EXERCISE BRIEF:
Extract every line of the items that contains the word "gravel", treating uppercase and lowercase as different.

Recorded data
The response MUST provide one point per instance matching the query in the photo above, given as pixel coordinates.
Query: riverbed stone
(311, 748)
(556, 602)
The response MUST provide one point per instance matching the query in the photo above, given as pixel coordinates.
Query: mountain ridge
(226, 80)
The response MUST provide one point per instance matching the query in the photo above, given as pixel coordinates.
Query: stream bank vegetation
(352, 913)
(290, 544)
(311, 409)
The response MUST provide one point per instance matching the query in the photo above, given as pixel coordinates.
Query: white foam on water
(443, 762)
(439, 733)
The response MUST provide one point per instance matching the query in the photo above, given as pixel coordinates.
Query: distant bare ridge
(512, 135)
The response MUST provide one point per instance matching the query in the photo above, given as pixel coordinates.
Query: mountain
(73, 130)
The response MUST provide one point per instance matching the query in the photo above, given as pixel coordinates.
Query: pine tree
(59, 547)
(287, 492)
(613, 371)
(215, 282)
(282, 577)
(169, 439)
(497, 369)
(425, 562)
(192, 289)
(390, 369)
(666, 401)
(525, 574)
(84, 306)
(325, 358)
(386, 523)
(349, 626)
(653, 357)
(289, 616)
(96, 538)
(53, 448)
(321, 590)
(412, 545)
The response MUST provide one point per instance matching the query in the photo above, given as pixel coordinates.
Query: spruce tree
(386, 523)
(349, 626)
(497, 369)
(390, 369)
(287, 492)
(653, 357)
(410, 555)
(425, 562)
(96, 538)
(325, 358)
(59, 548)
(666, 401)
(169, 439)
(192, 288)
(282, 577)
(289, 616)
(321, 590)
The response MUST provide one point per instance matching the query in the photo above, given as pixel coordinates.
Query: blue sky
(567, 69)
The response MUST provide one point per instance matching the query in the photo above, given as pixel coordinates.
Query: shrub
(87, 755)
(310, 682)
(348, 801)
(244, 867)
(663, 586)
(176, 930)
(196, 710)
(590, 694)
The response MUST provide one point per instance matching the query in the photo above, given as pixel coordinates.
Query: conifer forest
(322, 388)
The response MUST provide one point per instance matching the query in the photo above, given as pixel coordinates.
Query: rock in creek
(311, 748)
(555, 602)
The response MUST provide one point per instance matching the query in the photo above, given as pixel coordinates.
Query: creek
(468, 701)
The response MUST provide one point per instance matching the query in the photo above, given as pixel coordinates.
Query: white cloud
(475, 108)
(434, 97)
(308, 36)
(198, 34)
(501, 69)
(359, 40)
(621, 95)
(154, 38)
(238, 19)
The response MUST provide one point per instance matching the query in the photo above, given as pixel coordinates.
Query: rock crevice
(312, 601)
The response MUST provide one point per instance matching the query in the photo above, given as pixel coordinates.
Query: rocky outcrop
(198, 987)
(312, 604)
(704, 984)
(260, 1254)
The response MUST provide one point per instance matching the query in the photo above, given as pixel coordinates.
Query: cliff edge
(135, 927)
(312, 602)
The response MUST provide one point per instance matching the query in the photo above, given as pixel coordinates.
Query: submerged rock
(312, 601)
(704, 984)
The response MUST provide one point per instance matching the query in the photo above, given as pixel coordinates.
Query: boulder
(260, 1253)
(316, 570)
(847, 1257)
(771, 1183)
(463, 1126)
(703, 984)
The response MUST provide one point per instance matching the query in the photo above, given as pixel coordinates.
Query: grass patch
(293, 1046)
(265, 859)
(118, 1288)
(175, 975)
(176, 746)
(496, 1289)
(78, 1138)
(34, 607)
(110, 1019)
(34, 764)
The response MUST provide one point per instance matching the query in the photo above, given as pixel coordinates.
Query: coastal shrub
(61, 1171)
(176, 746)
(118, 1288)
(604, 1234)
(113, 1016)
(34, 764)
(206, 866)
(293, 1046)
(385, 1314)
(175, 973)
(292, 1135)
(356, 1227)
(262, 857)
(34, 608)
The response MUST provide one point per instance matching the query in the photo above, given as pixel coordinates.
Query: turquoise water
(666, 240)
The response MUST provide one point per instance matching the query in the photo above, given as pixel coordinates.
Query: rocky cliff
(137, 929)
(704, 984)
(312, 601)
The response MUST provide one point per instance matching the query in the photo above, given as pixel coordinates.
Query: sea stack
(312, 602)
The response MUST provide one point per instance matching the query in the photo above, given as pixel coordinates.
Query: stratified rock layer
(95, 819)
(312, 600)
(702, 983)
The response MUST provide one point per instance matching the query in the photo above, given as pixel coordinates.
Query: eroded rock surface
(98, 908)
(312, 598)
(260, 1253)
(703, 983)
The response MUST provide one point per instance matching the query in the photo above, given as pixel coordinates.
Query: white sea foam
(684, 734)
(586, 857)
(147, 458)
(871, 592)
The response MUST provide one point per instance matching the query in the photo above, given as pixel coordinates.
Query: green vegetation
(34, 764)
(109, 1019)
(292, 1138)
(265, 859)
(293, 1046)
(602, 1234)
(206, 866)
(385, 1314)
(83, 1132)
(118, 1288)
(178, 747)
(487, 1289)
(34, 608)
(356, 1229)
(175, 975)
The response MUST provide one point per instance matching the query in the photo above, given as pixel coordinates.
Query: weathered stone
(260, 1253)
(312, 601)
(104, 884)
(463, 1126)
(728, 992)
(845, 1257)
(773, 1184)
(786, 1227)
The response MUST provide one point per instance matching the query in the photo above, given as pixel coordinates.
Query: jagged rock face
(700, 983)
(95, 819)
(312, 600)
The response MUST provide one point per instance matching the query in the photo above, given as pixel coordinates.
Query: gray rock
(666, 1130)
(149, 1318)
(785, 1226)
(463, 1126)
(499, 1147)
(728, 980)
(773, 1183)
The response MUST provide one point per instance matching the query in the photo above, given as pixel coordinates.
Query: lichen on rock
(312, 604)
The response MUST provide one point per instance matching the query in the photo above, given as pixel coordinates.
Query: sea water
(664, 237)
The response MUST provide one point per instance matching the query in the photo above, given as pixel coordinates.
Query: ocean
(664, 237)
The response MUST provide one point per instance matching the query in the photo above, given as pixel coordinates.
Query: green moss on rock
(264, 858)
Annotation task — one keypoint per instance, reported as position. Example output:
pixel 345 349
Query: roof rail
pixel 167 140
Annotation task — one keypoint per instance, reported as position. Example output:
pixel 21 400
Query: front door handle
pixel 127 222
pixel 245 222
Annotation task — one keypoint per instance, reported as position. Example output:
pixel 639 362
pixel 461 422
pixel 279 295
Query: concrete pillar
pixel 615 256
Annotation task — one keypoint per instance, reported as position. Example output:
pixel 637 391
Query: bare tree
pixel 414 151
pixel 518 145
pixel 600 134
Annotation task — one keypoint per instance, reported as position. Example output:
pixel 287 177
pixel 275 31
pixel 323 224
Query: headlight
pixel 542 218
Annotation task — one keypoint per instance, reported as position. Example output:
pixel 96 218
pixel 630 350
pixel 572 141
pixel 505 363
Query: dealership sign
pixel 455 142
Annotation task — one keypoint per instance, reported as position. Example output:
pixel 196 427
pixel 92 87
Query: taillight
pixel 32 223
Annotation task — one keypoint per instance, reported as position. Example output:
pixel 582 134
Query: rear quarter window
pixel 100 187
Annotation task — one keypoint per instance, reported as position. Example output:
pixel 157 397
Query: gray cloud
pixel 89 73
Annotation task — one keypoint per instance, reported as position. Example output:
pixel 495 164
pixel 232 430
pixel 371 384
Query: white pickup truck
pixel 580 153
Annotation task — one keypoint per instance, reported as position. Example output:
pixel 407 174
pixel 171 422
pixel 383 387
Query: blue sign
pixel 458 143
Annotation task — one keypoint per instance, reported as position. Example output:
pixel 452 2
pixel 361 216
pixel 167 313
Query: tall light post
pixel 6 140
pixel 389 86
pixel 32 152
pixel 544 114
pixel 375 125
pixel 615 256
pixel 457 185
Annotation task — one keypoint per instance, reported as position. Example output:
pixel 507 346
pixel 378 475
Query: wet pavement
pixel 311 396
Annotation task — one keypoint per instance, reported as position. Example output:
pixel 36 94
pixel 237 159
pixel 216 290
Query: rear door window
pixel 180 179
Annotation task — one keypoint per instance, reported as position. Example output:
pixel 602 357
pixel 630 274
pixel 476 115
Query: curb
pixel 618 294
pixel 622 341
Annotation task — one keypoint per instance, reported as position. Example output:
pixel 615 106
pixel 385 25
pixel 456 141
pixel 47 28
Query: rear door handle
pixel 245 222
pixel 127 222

==

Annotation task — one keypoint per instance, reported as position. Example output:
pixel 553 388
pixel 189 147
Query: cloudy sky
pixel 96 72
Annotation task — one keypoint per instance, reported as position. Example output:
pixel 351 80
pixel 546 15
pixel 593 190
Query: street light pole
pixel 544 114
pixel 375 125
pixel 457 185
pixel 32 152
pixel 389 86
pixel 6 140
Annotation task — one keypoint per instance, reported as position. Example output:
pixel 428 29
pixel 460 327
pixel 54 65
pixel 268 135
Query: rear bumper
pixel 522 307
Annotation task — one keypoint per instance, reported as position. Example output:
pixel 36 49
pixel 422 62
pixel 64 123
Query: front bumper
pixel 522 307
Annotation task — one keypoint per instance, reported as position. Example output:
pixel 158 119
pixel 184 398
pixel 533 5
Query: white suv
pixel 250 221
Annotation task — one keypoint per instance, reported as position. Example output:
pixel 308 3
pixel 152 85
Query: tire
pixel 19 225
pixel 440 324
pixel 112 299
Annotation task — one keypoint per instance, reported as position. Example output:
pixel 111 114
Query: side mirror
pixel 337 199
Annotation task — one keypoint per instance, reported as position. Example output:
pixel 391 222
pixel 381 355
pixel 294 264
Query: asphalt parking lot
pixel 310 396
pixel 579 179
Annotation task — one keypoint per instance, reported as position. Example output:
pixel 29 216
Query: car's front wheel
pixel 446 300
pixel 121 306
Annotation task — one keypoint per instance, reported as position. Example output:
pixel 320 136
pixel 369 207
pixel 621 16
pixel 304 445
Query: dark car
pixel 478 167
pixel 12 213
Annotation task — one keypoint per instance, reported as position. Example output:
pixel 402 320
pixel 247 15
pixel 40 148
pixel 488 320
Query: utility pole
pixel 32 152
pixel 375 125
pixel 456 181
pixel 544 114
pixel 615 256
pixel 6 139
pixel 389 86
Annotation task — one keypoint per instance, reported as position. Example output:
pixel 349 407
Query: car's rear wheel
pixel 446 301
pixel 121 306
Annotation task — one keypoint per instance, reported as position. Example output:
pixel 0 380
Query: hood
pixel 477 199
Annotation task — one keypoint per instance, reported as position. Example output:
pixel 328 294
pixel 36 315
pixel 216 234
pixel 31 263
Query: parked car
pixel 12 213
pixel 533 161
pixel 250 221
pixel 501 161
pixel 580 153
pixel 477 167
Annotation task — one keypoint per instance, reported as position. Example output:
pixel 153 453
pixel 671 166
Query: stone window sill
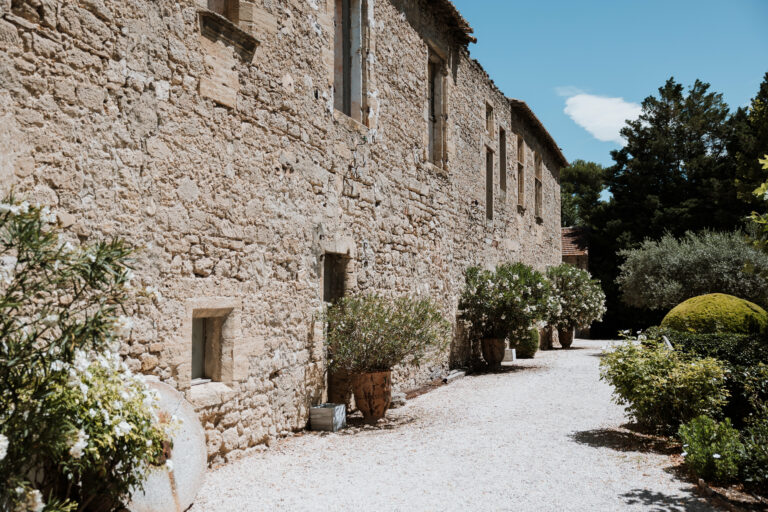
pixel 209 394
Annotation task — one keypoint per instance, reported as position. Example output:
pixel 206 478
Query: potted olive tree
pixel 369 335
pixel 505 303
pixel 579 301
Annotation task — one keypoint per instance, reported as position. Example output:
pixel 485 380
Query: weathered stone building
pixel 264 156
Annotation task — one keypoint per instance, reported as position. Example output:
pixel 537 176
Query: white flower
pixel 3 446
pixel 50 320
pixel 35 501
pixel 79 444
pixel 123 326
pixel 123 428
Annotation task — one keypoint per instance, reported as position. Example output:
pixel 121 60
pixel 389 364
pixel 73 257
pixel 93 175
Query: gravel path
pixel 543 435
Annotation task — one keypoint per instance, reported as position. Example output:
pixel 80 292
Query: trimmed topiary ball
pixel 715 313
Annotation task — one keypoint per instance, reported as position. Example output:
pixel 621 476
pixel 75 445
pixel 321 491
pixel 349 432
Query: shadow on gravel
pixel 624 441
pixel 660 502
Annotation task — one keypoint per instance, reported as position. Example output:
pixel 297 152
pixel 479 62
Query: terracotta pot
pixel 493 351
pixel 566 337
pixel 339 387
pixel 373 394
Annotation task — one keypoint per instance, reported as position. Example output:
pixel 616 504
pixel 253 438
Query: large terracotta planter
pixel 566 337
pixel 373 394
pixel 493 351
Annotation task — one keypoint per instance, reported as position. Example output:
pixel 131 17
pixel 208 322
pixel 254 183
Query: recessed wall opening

* * *

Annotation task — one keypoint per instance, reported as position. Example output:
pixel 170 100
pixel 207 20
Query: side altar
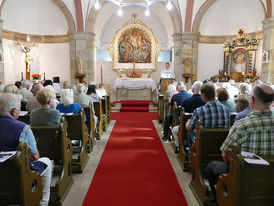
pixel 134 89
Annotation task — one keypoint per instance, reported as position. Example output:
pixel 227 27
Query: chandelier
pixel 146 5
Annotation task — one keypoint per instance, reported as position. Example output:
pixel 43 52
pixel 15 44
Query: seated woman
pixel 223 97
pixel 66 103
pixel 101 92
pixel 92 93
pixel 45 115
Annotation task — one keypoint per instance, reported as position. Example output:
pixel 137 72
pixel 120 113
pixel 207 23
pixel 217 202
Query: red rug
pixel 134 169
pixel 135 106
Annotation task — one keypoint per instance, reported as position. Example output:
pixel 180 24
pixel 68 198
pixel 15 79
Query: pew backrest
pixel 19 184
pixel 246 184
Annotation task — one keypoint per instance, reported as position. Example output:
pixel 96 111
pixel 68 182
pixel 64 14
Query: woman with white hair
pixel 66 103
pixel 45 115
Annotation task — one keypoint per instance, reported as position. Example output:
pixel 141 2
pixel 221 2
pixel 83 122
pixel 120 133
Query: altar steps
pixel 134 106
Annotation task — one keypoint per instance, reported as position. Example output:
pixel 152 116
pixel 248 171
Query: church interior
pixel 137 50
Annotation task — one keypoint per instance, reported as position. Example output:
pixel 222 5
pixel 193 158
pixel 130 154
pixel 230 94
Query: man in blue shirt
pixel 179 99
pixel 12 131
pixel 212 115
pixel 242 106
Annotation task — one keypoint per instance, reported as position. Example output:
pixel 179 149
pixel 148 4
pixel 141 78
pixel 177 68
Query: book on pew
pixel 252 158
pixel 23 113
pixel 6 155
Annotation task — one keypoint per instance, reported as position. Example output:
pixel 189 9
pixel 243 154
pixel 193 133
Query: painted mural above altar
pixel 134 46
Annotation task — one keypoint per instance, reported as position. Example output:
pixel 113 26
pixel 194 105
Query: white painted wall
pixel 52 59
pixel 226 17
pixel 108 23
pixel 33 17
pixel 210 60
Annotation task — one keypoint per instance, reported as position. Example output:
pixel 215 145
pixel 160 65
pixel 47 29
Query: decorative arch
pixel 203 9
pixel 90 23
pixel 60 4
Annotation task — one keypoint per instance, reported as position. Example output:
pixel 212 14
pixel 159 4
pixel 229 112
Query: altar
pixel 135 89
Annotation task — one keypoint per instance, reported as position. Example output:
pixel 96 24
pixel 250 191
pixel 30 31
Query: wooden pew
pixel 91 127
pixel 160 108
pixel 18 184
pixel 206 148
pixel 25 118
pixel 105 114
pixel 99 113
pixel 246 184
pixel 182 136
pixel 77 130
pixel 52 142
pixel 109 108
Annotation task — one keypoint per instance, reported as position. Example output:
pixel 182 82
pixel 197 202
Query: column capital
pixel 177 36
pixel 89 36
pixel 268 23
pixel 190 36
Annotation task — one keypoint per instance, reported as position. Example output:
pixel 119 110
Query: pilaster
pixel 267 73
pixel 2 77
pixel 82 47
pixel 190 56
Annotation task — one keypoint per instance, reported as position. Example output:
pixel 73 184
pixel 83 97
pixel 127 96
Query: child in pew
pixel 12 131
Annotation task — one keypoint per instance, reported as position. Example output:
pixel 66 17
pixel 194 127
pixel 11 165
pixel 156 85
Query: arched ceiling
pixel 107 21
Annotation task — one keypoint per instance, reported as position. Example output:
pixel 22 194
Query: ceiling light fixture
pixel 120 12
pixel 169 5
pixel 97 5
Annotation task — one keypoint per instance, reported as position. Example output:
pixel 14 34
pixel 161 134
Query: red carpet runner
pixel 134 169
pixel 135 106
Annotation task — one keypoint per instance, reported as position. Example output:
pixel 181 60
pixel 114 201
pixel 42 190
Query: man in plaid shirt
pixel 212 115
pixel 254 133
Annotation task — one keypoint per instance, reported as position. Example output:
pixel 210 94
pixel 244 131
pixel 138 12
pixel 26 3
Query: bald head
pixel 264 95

WRITTEN REPLY:
Query: gravel path
Query: shadow on gravel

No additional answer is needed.